▸ **Task**
Pick up the article on acupuncture for fibromyalgia at the point where it stops, and write the next part.

▸ **Extract provided**
+ + + + +

Individualized treatment with acupuncture in a primary care setting provided patients with fibromyalgia with pain relief compared to patients who received a placebo treatment, and the effects were persistent at 1 year, according to researchers in Spain.
Researchers studied data from 162 women with fibromyalgia who participated in the trial. Patients were aged 52.8 years, mean, with a mean disease duration of 70 months. A rheumatologist provided the diagnosis to 109 of the patients. All patients met 1990 American College of Rheumatology criteria for fibromyalgia and were naïve to acupuncture. Patients were excluded in the presence of a chronic pain condition unrelated to fibromyalgia, the use of anticoagulants or opiates, pregnancy or nursing, or pending occupational litigation related to fibromyalgia.
Patients were evaluated using the Fibromyalgia Impact Questionnaire (FIQ), the Hamilton Depression Rating hetero-evaluation Scale (HDRS), SF-12, pain on a VAS, tender point count, and 114 patients completed a questionnaire item about family structure.
Patients were evaluated at baseline (T0), 10 weeks (T1), 6 months (T2) and 12 months (T3) after they were randomly assigned to a treatment or sham treatment group. The acupuncture treatment group (n = 80) received acupuncture based on a previously established algorithm associated with traditional Chinese medicine principles. The sham acupuncture or placebo group (n = 82) received an application of guide tubes used in acupuncture to the dorsal and lumbar regions with the needles removed. Both groups received 20 minutes of treatment once a week.

+ + + + +

[Dataset items]
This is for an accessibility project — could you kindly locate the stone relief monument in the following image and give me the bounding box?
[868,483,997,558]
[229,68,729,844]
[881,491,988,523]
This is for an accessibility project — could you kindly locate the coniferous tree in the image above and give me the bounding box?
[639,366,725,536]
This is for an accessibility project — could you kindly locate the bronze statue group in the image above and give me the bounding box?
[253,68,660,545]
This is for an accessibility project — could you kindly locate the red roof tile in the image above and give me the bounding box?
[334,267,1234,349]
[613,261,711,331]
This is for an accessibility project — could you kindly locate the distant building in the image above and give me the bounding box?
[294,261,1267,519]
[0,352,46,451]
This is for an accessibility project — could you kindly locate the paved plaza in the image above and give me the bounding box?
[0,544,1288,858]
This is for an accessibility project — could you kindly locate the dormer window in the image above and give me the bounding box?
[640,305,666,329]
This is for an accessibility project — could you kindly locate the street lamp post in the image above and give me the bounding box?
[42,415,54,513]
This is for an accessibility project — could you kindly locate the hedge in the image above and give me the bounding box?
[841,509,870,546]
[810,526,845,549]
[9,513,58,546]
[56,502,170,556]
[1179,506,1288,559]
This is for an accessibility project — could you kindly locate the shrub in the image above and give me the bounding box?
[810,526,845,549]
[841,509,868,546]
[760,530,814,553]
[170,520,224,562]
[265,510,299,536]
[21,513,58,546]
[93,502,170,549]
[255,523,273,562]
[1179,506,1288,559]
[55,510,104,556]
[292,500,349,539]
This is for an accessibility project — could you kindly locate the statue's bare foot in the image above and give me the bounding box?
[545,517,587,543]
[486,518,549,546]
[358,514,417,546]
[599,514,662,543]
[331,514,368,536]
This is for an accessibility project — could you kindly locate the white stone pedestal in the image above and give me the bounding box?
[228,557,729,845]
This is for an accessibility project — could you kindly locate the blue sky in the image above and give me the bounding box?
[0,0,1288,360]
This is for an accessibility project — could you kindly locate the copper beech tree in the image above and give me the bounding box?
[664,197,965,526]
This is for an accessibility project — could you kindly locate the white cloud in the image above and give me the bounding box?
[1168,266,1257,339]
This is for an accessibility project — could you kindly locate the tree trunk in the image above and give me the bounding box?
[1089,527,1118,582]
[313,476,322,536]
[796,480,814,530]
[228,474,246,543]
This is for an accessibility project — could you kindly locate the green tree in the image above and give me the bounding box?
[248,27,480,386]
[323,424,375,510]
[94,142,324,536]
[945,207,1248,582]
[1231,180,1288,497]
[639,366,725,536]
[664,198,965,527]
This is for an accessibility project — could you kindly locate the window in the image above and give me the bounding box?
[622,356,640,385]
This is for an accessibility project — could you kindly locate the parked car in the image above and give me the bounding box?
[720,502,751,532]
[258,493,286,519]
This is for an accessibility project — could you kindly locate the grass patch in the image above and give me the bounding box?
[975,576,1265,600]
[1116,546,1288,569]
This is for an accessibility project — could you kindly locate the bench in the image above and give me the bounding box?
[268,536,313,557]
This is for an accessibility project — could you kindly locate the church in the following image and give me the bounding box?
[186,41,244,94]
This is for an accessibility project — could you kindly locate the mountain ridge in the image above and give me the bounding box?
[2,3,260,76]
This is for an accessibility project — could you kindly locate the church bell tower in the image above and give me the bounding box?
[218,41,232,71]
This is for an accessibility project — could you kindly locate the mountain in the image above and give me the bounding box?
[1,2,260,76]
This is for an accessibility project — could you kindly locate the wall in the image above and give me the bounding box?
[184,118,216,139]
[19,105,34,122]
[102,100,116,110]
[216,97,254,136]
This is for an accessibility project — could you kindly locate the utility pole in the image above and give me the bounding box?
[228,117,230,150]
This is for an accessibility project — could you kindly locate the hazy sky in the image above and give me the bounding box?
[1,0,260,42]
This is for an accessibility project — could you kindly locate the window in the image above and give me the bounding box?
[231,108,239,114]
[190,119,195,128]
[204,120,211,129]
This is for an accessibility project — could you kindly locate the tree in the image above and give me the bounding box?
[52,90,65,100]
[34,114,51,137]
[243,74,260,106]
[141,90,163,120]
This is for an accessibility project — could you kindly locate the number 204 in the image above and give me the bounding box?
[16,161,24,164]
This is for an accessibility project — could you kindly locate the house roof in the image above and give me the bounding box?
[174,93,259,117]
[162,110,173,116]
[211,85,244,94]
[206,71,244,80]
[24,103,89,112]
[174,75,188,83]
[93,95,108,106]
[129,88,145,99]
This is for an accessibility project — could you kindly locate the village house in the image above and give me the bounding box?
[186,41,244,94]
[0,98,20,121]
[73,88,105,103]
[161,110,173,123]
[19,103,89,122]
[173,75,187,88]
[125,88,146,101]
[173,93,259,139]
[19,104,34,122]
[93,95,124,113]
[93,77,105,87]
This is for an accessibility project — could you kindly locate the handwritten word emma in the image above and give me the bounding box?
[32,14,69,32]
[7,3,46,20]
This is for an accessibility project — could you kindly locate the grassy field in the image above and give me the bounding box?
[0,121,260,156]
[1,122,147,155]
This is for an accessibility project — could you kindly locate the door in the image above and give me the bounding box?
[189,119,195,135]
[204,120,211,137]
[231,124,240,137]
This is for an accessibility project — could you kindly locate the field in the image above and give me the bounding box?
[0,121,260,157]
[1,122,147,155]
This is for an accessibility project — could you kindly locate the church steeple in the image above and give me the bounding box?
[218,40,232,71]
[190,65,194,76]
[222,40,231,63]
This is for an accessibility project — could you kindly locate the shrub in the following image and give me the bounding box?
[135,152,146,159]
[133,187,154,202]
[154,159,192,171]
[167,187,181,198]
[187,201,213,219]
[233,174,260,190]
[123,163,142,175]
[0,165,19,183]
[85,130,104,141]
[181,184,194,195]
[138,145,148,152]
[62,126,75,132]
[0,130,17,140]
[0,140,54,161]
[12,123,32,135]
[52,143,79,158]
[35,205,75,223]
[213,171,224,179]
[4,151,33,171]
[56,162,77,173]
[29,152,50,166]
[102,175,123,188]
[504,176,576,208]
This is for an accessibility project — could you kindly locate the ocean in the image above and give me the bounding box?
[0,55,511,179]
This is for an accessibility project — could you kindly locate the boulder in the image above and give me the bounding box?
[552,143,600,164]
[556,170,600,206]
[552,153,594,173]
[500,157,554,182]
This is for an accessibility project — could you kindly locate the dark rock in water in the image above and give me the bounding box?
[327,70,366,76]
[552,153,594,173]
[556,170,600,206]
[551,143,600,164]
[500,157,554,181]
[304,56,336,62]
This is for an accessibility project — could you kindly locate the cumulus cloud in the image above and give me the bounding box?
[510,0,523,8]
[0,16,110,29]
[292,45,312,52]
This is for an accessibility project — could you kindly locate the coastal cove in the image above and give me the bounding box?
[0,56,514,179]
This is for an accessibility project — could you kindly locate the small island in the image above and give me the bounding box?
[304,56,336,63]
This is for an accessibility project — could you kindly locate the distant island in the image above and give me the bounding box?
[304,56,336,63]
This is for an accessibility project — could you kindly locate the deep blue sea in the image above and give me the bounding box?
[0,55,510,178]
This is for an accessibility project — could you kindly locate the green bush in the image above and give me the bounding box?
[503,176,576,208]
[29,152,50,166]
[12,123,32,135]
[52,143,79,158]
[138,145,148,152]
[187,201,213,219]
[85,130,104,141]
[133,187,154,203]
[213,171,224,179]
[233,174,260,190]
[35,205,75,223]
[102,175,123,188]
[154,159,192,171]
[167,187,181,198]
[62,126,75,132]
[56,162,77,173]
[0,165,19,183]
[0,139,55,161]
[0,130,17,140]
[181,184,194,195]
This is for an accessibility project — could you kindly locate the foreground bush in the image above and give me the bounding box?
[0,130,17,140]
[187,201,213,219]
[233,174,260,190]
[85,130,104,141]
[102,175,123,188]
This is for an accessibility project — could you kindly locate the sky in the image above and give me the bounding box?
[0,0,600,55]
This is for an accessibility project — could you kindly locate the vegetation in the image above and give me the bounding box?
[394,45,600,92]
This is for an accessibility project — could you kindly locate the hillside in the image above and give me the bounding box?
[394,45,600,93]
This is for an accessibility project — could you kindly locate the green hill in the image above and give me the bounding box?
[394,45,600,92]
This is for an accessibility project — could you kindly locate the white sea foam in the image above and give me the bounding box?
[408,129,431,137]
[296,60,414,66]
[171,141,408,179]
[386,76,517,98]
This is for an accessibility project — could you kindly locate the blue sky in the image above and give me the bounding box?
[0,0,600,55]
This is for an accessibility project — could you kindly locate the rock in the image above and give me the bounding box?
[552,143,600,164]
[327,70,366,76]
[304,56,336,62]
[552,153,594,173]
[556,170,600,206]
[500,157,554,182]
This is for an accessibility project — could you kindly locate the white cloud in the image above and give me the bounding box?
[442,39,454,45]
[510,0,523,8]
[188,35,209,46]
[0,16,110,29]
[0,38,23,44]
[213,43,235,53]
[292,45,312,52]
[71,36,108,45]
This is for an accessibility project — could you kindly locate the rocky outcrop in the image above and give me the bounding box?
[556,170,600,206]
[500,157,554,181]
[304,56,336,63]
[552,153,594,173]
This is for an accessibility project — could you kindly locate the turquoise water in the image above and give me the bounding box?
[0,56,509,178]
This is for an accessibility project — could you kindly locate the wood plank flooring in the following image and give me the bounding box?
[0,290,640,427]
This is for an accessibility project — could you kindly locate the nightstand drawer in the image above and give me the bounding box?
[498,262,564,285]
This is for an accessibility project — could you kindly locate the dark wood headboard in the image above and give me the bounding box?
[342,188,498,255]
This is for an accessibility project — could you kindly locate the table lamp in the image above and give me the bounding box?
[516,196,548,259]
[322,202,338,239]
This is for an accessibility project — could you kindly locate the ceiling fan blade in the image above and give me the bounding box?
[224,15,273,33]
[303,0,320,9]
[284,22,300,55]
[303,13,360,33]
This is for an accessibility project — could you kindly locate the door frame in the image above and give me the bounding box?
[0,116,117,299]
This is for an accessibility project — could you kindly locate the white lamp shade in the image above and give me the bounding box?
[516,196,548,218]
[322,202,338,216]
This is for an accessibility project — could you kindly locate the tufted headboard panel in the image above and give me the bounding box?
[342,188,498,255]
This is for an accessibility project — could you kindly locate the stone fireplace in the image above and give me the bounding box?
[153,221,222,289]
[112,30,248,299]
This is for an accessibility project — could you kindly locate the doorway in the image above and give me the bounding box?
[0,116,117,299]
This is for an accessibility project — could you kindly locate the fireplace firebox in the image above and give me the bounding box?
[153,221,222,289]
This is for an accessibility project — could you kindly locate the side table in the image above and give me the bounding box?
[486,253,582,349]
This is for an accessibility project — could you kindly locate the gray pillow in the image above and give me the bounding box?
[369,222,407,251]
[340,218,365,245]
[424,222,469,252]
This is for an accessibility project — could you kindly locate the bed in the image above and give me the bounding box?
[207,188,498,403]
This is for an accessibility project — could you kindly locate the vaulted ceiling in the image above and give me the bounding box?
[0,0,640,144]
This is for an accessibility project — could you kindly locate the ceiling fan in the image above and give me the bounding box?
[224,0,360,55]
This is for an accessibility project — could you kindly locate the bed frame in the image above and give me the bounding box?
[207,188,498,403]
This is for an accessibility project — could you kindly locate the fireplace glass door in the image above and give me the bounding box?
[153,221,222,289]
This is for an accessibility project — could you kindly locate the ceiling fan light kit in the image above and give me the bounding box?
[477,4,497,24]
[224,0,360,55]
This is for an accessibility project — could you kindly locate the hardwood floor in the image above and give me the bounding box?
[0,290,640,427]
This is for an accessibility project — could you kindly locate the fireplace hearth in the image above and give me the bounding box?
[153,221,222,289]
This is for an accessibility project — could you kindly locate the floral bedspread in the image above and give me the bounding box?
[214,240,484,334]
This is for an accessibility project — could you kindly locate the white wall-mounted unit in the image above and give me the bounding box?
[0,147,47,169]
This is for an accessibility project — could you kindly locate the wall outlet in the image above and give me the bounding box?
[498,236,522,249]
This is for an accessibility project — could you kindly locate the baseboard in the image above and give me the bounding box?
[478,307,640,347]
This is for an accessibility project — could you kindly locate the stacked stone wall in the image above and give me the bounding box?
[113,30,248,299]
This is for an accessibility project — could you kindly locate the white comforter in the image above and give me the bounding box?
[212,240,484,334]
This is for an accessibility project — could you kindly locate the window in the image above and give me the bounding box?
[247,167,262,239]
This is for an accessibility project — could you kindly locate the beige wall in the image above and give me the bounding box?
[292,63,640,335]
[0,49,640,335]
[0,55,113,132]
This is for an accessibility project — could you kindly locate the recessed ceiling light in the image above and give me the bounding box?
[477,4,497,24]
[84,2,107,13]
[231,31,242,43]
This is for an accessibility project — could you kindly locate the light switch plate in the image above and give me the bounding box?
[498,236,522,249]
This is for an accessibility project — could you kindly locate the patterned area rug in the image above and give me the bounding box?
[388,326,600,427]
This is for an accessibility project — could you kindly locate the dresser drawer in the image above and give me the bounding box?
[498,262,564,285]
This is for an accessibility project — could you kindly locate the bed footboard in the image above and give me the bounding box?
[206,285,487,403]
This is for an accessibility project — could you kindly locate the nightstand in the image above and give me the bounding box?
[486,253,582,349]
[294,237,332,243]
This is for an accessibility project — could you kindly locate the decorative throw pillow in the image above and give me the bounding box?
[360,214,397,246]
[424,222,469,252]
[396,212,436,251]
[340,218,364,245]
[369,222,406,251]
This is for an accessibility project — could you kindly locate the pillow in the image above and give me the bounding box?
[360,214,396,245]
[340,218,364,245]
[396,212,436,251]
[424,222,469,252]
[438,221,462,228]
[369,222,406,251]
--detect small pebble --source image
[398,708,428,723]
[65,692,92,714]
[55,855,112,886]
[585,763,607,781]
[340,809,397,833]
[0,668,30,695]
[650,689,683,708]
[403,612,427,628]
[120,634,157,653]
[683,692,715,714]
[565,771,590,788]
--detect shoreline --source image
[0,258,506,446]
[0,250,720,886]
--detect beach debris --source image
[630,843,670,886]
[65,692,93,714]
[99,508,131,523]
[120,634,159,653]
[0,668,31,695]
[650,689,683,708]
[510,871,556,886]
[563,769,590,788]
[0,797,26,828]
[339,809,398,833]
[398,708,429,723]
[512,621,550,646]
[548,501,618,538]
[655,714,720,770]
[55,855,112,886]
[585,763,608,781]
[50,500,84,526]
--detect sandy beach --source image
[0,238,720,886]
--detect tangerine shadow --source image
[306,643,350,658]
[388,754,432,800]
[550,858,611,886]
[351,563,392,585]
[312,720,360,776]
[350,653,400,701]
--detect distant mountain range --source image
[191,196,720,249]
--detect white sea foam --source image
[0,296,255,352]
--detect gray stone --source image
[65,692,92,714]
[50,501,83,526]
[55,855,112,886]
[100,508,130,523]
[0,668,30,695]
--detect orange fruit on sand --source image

+ + + + +

▸ **Output of the exercise**
At T1, pain on a VAS was reduced in the treatment group by 41.2% and in the sham group by 27.1%. At T3, pain relative to baseline was reduced by 19.9% in the treatment group and in the sham group by 6.1%. The FIQ scores at T1, T2 and T3 were improved by 35.9%, 25% and 22.2%, respectively, in the treatment group compared to 24.5%, 11.2% and 4.9%, respectively, in the sham group.
The fatigue domain of the FIQ was improved in the treatment group at T1 by 32.8% compared to 19% in the sham group. The anxiety domain in the treatment group was improved by 31% compared to 17.8% in the sham group, and depression scores improved in the treatment group by 33% compared to 18.5% in the sham group. Improvements favorable to the treatment group persisted at later time points, although at a smaller effect, according to the results.
The relative difference in pain intensity after adjusting for tender pressure points and total FIQ score improved by 14.4% in the treatment group compared to the sham group.
The researchers cautioned in their study about how these findings are interpreted because a greater quantity of antidepressants were utilized at the final time point and that may affect the results. – by Shirley Pulawski
Disclosure: The researchers report no relevant financial disclosures.
Vas J, et al. Acupunct Med. 2016;doi:10.1136/acupmed-2015-010950.